WRITTEN REQUEST —
Rewrite the records below with every "black hood" swapped for "gray hood" and everything else unchanged. Leave the pictures out of your answer.

EXERCISE DATA —

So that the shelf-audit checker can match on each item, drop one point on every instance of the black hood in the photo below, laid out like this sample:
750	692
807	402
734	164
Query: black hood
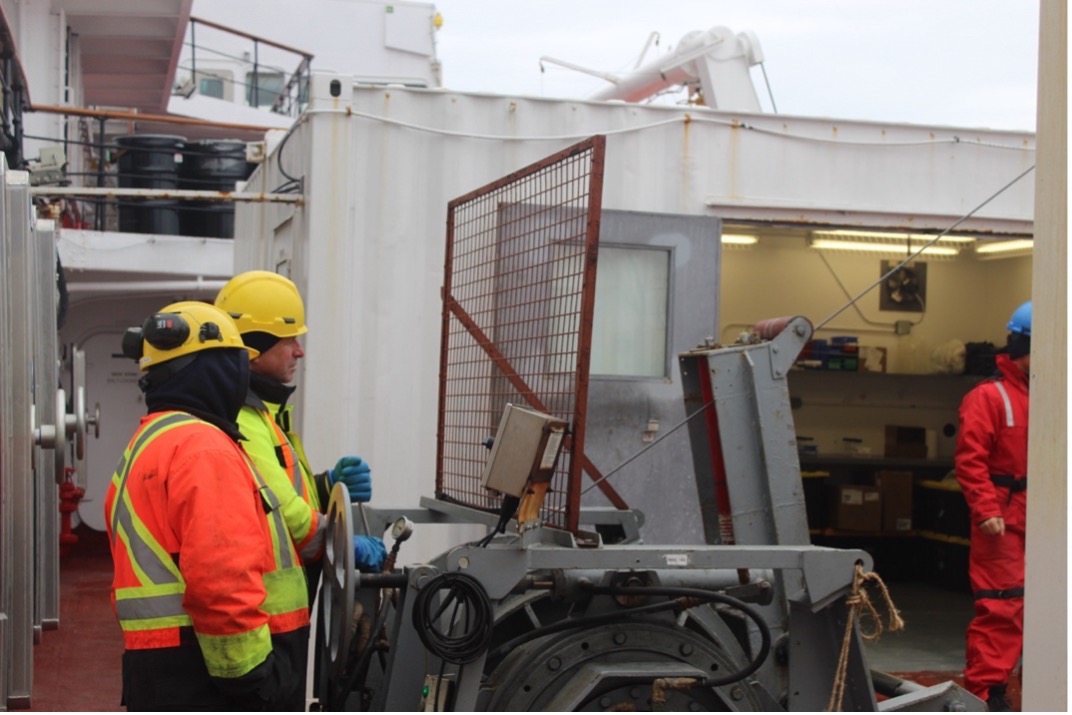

TASK RESULT —
So that the shelf-audit checker can match on each item, drop one point on every instance of the gray hood in the photo below, laid out like this sample:
750	692
807	402
734	164
Query: gray hood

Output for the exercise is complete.